▶ _WHAT TO DO_
Pick out each line of the items below that contains the word "sweater", and copy those lines.

(Detection examples)
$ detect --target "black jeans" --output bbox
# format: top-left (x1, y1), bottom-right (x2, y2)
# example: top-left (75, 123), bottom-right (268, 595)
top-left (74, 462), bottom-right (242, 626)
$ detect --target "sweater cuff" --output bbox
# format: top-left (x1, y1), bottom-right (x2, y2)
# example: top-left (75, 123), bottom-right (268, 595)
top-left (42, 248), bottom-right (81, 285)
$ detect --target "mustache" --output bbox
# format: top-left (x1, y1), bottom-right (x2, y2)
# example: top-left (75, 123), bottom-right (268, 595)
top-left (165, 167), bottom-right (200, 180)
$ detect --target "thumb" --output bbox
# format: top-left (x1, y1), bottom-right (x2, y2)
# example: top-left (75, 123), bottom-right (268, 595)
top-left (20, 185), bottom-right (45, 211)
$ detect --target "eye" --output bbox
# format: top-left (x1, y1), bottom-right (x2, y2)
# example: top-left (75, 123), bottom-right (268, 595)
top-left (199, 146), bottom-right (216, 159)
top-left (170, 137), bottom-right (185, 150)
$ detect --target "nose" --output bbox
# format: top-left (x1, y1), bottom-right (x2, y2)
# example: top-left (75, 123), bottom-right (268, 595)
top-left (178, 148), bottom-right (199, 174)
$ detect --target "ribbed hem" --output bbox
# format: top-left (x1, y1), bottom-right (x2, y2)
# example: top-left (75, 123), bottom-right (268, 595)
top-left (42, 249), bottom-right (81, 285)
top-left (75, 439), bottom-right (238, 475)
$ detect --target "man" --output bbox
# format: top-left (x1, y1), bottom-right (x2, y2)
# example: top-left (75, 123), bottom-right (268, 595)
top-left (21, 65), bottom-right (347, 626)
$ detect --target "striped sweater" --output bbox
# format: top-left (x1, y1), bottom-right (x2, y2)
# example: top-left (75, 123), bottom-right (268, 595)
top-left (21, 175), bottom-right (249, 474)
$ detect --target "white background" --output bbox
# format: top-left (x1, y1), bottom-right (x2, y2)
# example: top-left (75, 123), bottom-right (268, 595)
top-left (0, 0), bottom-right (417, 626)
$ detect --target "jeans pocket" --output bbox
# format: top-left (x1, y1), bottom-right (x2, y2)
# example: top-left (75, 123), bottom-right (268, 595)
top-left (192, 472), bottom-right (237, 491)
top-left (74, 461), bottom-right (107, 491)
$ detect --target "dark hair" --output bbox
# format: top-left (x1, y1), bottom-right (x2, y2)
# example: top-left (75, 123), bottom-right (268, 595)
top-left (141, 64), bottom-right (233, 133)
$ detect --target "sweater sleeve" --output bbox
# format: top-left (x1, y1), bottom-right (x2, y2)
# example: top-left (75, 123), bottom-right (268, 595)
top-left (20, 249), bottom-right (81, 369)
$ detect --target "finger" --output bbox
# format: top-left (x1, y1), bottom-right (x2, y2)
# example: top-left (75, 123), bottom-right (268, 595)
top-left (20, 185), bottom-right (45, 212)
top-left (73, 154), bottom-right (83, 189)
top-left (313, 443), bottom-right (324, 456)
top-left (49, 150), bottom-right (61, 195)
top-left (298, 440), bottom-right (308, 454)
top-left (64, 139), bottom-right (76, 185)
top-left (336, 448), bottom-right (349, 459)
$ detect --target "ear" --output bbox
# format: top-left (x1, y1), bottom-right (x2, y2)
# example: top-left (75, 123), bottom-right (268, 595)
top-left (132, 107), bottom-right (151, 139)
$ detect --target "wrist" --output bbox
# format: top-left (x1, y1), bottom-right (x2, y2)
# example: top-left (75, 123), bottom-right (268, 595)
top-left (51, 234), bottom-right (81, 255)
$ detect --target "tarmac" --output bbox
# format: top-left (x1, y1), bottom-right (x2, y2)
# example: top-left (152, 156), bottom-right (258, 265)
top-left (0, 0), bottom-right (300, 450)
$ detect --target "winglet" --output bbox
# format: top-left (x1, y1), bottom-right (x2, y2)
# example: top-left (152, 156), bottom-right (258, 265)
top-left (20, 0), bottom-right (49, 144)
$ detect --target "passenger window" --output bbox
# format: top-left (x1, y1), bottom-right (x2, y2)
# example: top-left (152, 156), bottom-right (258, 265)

▶ _OUTPUT OF THE TASK_
$ detect --target "sweater cuff" --output bbox
$ detect --target "striped sweater" --output bbox
$ detect --target "sweater sleeve" --output bbox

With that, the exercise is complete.